Document section:
=== Section Start ===

African tick species

Rhipicentor bicornis is a species of hard tick. Found throughout Southern and Central Africa, the species feeds mainly on domestic animals, especially dogs, but is also found on wild dogs, cats, and raccoons.

== Morphology ==
Rhipicentor are large ticks, especially when engorged. They are inornate, with a short hypostome and palps. They have eyes, and distinct festoons. Coxae I and IV have very long external and internal spurs, close in coxa I and separated in coxa IV. In males, coxa IV is greatly enlarged.

== Ecology and parasitism ==
Rhipicentor bicornis is present in Southern Africa - in Northern South Africa (Transvaal region), Namibia, Zambia and Zimbabwe, and widely in Central Africa. Domestic dogs and cattle are the primary adult hosts, but the species is also known from wild canids such as foxes and jackals, and wild felids such as cheetahs, leopards, lions and servals.

== Systematics and etymology ==
Rhipicentor bicornis is the type species of Rhipicentor. It is one of two species of Rhipicentor, the other being Rhipicentor nuttalli. The name "bicornis" means 'two-horned', and likely refers to the highly salient paired cornua (horns) on the female capitulum. It may also refer to the large paired coxal spurs on coxae I and IV.

=== Section End ===

What to do:
- A) Which countries does the Rhipicentor bicornis article name as places in Southern Africa where the species is present?
- B) Answer these questions from the Rhipicentor bicornis article:
(i) In males, which coxa is greatly enlarged?
(ii) What are the primary adult hosts of the species?
(iii) What is the other species of Rhipicentor besides Rhipicentor bicornis?
These lines play no part in the tasks.

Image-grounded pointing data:

=== Section Start ===

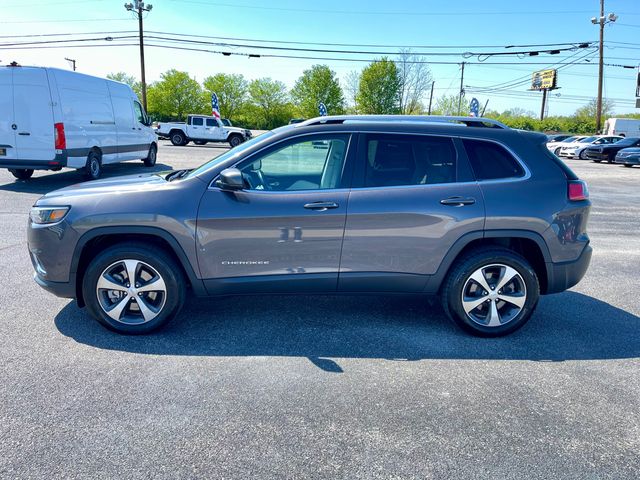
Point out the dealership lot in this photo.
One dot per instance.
(324, 386)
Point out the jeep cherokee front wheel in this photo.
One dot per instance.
(491, 292)
(131, 288)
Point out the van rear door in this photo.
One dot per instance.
(33, 114)
(7, 133)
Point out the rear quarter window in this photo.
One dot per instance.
(491, 161)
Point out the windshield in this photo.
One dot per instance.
(234, 152)
(626, 141)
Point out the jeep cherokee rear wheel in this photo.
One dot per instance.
(133, 288)
(491, 292)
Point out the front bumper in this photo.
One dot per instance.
(59, 289)
(562, 276)
(628, 160)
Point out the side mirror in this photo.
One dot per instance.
(230, 179)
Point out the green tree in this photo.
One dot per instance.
(232, 90)
(129, 80)
(175, 96)
(415, 81)
(269, 105)
(590, 109)
(448, 105)
(380, 88)
(318, 84)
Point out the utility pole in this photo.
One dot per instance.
(138, 8)
(602, 21)
(461, 90)
(72, 61)
(431, 96)
(544, 102)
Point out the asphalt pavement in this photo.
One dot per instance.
(296, 387)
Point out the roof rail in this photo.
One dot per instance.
(468, 121)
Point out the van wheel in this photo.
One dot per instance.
(235, 140)
(150, 161)
(93, 168)
(133, 288)
(178, 139)
(491, 292)
(21, 173)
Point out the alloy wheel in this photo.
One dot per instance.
(494, 295)
(131, 292)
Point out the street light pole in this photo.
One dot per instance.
(601, 21)
(138, 8)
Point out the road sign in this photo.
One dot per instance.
(544, 80)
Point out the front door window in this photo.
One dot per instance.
(310, 164)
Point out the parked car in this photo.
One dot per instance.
(436, 205)
(51, 118)
(625, 127)
(608, 153)
(201, 129)
(629, 156)
(577, 149)
(558, 137)
(556, 146)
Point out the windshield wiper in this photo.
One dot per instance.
(177, 174)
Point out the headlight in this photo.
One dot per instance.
(48, 215)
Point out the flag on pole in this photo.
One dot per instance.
(215, 106)
(474, 107)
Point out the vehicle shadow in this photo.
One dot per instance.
(54, 180)
(567, 326)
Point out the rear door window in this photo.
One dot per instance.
(491, 161)
(396, 160)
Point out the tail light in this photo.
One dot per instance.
(577, 191)
(60, 139)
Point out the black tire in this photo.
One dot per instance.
(178, 138)
(492, 259)
(158, 260)
(152, 156)
(21, 173)
(235, 140)
(93, 168)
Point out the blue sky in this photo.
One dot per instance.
(462, 24)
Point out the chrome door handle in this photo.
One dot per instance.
(321, 206)
(458, 201)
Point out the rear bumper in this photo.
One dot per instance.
(59, 161)
(562, 276)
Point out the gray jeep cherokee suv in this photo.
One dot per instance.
(466, 208)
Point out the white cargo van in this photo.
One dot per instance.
(51, 118)
(625, 127)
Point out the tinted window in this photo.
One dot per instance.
(139, 113)
(409, 160)
(305, 165)
(491, 161)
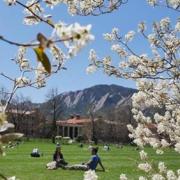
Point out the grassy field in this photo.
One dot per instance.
(116, 161)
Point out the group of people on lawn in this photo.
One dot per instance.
(59, 161)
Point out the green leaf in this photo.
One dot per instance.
(42, 57)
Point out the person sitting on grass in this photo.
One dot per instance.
(58, 158)
(91, 164)
(35, 153)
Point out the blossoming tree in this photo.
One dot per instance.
(157, 76)
(158, 82)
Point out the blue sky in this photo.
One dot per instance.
(75, 77)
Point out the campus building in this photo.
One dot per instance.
(72, 127)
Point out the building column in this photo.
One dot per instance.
(78, 133)
(73, 131)
(68, 131)
(57, 133)
(63, 131)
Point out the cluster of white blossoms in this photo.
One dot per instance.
(174, 4)
(77, 35)
(75, 7)
(90, 175)
(153, 173)
(156, 104)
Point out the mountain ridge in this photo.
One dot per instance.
(102, 97)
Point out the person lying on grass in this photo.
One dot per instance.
(90, 165)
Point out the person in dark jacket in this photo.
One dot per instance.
(58, 157)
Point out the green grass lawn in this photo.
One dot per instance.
(19, 163)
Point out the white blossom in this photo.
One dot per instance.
(129, 36)
(91, 69)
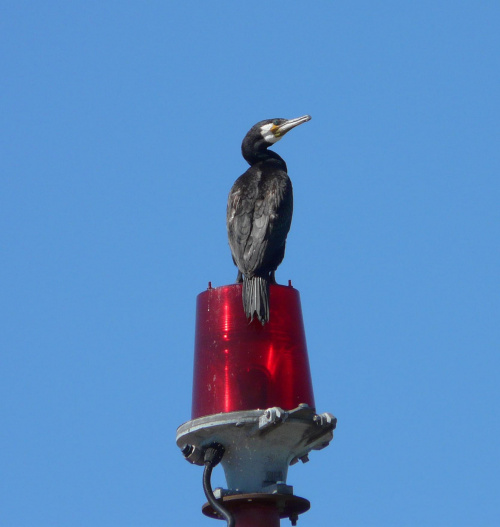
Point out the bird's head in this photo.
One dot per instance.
(266, 133)
(272, 130)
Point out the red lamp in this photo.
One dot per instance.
(244, 366)
(253, 397)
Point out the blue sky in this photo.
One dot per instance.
(120, 139)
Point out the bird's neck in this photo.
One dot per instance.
(257, 155)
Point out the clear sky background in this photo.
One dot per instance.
(121, 125)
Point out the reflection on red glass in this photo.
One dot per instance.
(242, 366)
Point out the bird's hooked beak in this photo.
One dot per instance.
(282, 129)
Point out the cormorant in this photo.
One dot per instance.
(259, 214)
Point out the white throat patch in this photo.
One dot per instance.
(267, 134)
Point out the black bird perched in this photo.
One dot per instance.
(259, 214)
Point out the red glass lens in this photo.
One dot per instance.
(242, 366)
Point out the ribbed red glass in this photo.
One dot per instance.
(242, 366)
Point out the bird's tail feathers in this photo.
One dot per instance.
(256, 298)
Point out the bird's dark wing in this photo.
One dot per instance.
(258, 219)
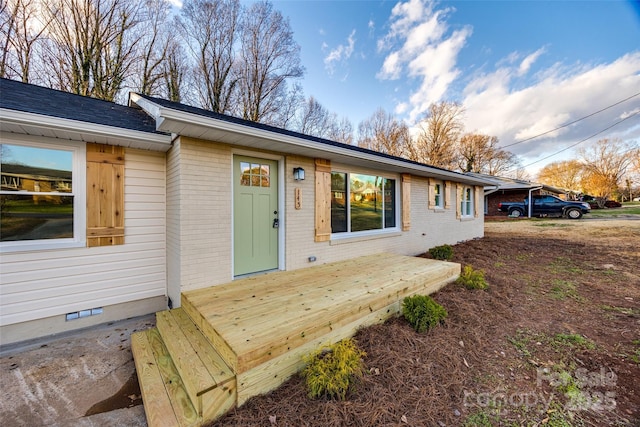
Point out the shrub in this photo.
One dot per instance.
(331, 372)
(422, 312)
(443, 252)
(472, 279)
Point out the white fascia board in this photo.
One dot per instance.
(134, 138)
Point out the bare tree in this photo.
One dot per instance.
(154, 43)
(21, 27)
(438, 135)
(341, 131)
(210, 28)
(384, 133)
(564, 174)
(174, 70)
(481, 154)
(92, 48)
(314, 119)
(605, 163)
(269, 57)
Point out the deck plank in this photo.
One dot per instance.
(262, 317)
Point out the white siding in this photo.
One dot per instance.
(37, 285)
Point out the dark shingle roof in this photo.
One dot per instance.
(29, 98)
(256, 125)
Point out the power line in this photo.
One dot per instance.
(579, 142)
(570, 123)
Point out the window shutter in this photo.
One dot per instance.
(323, 200)
(105, 195)
(406, 202)
(447, 194)
(458, 201)
(432, 193)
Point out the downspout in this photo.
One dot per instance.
(530, 199)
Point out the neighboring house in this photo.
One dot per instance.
(502, 189)
(137, 204)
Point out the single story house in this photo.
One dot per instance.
(502, 189)
(111, 211)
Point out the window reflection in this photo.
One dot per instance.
(254, 175)
(368, 203)
(36, 193)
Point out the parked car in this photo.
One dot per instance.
(546, 206)
(607, 204)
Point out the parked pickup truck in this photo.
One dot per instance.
(546, 206)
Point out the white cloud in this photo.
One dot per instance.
(341, 53)
(560, 94)
(420, 45)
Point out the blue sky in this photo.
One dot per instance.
(519, 68)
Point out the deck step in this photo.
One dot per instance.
(165, 400)
(208, 381)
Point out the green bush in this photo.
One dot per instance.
(331, 372)
(443, 252)
(472, 279)
(422, 312)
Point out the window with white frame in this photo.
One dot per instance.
(466, 202)
(362, 203)
(42, 194)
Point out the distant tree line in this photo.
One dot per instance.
(219, 55)
(608, 169)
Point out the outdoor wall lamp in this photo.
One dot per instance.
(298, 174)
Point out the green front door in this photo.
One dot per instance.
(255, 215)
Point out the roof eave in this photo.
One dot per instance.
(175, 121)
(21, 122)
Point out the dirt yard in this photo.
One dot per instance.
(554, 341)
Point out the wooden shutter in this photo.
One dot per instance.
(432, 193)
(105, 195)
(458, 200)
(448, 185)
(406, 202)
(323, 200)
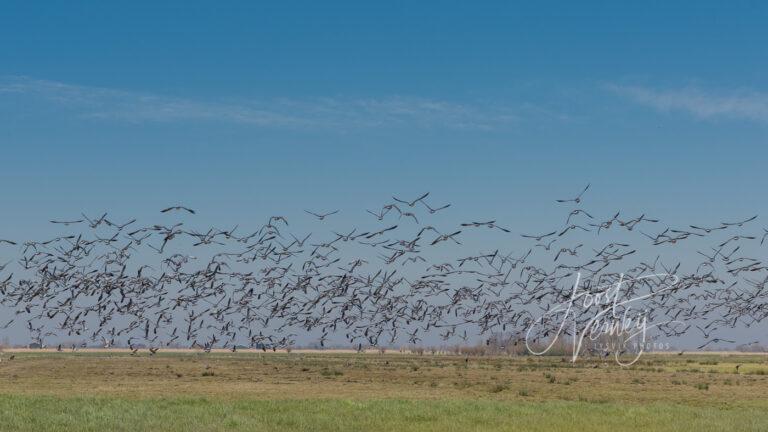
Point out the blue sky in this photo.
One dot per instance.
(257, 108)
(244, 110)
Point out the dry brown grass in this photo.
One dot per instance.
(694, 380)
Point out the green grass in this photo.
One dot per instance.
(347, 392)
(43, 413)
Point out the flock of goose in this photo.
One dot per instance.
(157, 285)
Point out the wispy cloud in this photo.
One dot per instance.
(127, 106)
(746, 105)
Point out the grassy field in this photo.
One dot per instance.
(351, 392)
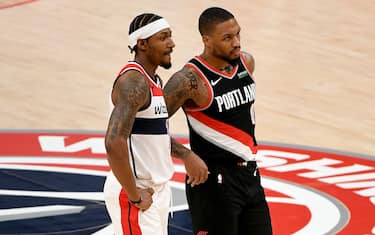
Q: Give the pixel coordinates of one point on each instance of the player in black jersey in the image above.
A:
(217, 93)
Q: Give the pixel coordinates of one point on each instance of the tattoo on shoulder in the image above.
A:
(193, 80)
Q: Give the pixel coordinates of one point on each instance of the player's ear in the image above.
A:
(206, 40)
(141, 44)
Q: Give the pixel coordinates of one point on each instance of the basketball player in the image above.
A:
(217, 92)
(138, 146)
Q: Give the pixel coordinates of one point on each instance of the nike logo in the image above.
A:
(213, 83)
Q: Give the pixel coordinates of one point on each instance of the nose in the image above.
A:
(236, 41)
(171, 43)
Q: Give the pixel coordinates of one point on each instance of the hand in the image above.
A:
(146, 195)
(196, 169)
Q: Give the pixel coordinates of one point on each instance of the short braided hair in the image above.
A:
(211, 17)
(140, 21)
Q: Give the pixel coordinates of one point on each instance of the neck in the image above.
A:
(217, 62)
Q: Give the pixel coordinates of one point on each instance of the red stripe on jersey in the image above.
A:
(225, 129)
(129, 215)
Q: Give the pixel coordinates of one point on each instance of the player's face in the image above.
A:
(160, 48)
(224, 41)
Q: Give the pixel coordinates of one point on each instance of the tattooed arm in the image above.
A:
(186, 88)
(130, 94)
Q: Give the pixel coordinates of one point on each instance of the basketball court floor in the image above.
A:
(315, 75)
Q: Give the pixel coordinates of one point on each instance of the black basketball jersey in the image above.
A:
(223, 128)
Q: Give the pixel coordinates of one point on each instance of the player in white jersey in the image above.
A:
(137, 194)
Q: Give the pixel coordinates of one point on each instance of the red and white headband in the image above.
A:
(147, 31)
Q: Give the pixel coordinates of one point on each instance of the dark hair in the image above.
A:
(211, 17)
(140, 21)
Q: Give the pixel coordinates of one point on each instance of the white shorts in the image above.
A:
(128, 219)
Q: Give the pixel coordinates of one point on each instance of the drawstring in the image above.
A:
(171, 203)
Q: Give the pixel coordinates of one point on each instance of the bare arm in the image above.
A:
(250, 62)
(186, 88)
(130, 94)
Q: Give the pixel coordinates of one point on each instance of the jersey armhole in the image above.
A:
(209, 89)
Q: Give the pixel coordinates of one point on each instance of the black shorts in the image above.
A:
(230, 202)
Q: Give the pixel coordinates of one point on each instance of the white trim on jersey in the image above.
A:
(229, 143)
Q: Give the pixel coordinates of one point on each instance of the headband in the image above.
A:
(147, 31)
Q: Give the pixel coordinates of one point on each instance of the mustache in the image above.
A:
(168, 52)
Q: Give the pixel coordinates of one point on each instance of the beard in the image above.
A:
(166, 65)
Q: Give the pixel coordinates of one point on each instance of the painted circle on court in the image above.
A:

=== Section End ===

Exercise answers:
- A) South Africa (its northern part, the Transvaal region), Namibia, Zambia and Zimbabwe.

- B)
(i) Coxa IV.
(ii) Domestic dogs and cattle.
(iii) Rhipicentor nuttalli.